## Request
Copy the records below word for word, leaving out the pictures.

--------------------

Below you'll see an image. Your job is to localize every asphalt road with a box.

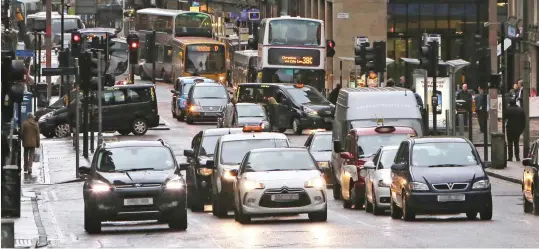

[35,81,539,248]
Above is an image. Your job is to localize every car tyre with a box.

[402,192,415,221]
[168,207,187,231]
[309,209,328,222]
[84,204,101,233]
[389,193,402,220]
[292,118,303,135]
[132,118,148,136]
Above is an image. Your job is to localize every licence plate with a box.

[271,194,299,202]
[438,195,466,202]
[124,198,153,206]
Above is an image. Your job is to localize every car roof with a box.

[409,137,468,144]
[221,132,288,142]
[202,128,243,136]
[251,147,309,153]
[103,140,164,149]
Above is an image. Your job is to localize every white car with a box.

[231,148,327,224]
[363,146,399,215]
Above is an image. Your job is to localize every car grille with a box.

[432,183,468,191]
[259,187,311,208]
[202,106,221,112]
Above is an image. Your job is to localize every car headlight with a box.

[303,106,318,116]
[472,180,490,189]
[305,177,326,189]
[316,162,329,168]
[410,182,429,191]
[378,180,391,188]
[90,181,112,193]
[165,177,184,189]
[243,180,265,191]
[198,168,213,176]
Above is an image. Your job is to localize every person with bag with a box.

[21,113,40,174]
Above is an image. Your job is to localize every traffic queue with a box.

[76,77,539,233]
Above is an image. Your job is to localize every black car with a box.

[185,83,229,124]
[236,83,335,135]
[522,140,539,215]
[79,140,187,233]
[305,131,333,183]
[217,103,271,131]
[183,128,243,212]
[390,137,492,220]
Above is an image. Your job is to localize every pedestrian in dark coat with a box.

[503,99,526,161]
[21,113,40,174]
[329,83,342,105]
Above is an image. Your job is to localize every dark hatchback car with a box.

[182,128,243,212]
[79,140,187,233]
[185,83,229,124]
[390,137,492,220]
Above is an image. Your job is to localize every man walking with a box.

[21,113,39,174]
[503,99,526,161]
[475,87,488,133]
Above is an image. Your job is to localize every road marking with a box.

[44,192,65,241]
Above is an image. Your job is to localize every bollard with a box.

[490,132,507,169]
[457,113,464,137]
[2,220,15,248]
[1,165,21,218]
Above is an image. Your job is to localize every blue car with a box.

[170,76,215,121]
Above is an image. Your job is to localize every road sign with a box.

[15,50,34,57]
[41,67,75,76]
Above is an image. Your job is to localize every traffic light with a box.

[372,41,386,73]
[127,34,139,64]
[71,31,82,57]
[326,40,335,57]
[145,32,157,63]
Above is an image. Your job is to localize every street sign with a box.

[15,50,34,57]
[41,67,75,76]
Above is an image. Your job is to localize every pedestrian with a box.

[503,99,526,161]
[330,83,342,105]
[21,113,40,174]
[475,87,488,133]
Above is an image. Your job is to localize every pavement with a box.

[8,80,539,248]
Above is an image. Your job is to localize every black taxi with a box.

[235,83,335,134]
[522,139,539,215]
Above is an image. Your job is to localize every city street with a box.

[33,83,539,248]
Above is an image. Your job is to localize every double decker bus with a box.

[254,16,326,92]
[135,8,220,81]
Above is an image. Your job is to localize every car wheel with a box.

[168,207,187,231]
[84,204,101,233]
[402,192,415,221]
[389,193,402,220]
[292,118,303,135]
[466,212,477,220]
[309,209,328,222]
[118,130,131,136]
[54,124,71,138]
[479,197,492,220]
[132,118,148,136]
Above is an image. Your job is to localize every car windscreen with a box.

[198,136,221,156]
[244,150,317,172]
[97,147,174,172]
[221,139,288,165]
[236,105,266,117]
[411,142,479,167]
[357,133,409,156]
[311,134,333,152]
[193,86,228,99]
[286,86,329,105]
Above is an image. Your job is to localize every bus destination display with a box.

[268,48,320,67]
[187,45,223,52]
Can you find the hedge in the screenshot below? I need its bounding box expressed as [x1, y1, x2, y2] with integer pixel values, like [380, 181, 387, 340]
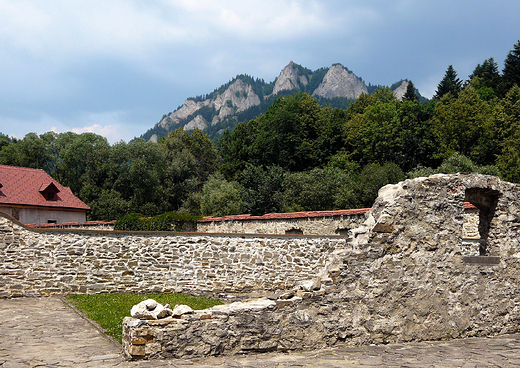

--------------------

## Output for this exercise
Below you'll see an image. Your job is to localize every asphalt road with a box.


[35,81,539,248]
Above is an image. Your job is to localize every car tyre with a box.

[402,192,415,221]
[168,207,187,231]
[309,209,328,222]
[84,204,101,233]
[389,193,402,220]
[292,118,303,135]
[132,118,148,136]
Above is an image. Your job is to localize every licence plate with a box.

[271,194,299,202]
[438,195,466,202]
[124,198,153,206]
Above is an image. Your job is to localize every car roof with a box.

[409,137,468,144]
[221,132,288,142]
[202,128,243,136]
[251,147,309,153]
[103,140,164,149]
Above is an image. Your job is to localize every white car with a box.

[231,148,327,224]
[363,146,399,215]
Above is an image. Your job is to localize every car grille with a box.

[432,183,468,191]
[259,187,311,208]
[202,106,221,112]
Above is an image. Your job is to localize every car headlight with a box.

[303,106,318,116]
[472,180,490,189]
[305,177,326,189]
[316,162,329,168]
[410,182,429,191]
[378,180,391,188]
[90,181,112,193]
[165,177,184,189]
[243,180,265,191]
[198,168,213,176]
Above is an image. Your job is to localize every person with bag with a box.

[21,113,40,174]
Above is an image. Your job is to localize every traffic queue with a box.

[76,77,539,233]
Above is an image. Your job is to localize every black car with a box.

[185,83,229,124]
[236,83,335,135]
[522,140,539,215]
[79,140,187,233]
[305,131,333,183]
[217,103,271,131]
[183,128,243,212]
[390,137,492,220]
Above is an image. Your job is to localize every pedestrian in dark coat with a box.

[503,99,526,161]
[21,113,40,174]
[329,83,342,105]
Above is an image. Your job is to localize every dark hatchback car with a box.

[182,128,243,212]
[79,140,187,233]
[185,83,229,124]
[390,137,492,220]
Above is an image. Your job is to localize every man walking with a box.

[21,113,39,174]
[503,99,526,161]
[475,87,488,133]
Above is an image. Your job is to localize every road marking with a box.

[44,192,65,241]
Above is an image. Your job is to localize every bollard with a box.

[490,132,507,169]
[457,113,464,137]
[2,220,15,248]
[1,165,21,218]
Above is an image. Your job is to localize every blue car with a box.

[170,76,215,121]
Above is an image. Your job is to localize every road sign with a box.

[15,50,34,57]
[41,67,75,76]
Above is an image. Your job is to localize every traffic light with a box.

[372,41,386,73]
[127,34,139,64]
[71,31,82,57]
[326,40,335,57]
[145,32,157,63]
Above is an image. Your job is to localize every street sign with a box.

[15,50,34,57]
[41,67,75,76]
Above is an image. Your job is to localize every pedestrian with a box.

[503,99,526,161]
[330,83,342,105]
[21,113,40,174]
[475,87,488,133]
Above is an image. Your job is to localize every pavement with a box.

[8,80,539,248]
Above is an image. Your job is to localize every black taxi with a box.

[235,83,335,134]
[522,139,539,215]
Above is an image. Your job is to localize every city street with a box.

[33,83,539,248]
Above is an image. Your job is to localize every double decker bus with a box.

[254,16,326,92]
[135,8,220,81]
Above is an image. Your job is to localize every car wheel with a box.

[168,207,187,231]
[84,204,101,233]
[402,192,415,221]
[389,193,402,220]
[292,118,303,135]
[466,212,477,220]
[309,209,328,222]
[118,130,131,136]
[54,124,71,138]
[479,197,492,220]
[132,118,148,136]
Above is an image. Your job is to localize every car windscreen with a box.

[198,136,221,156]
[244,150,317,172]
[97,147,174,172]
[221,139,288,165]
[236,105,266,117]
[411,142,479,167]
[357,133,409,156]
[311,134,333,152]
[193,86,228,99]
[286,86,329,105]
Above is an image. Your job is to localize every bus destination display with a box.

[268,48,320,67]
[187,45,223,52]
Can you find the hedge in the screenshot below? I need its bounding box expressed as [x1, y1, x2, y2] with integer pixel values, like [380, 181, 387, 340]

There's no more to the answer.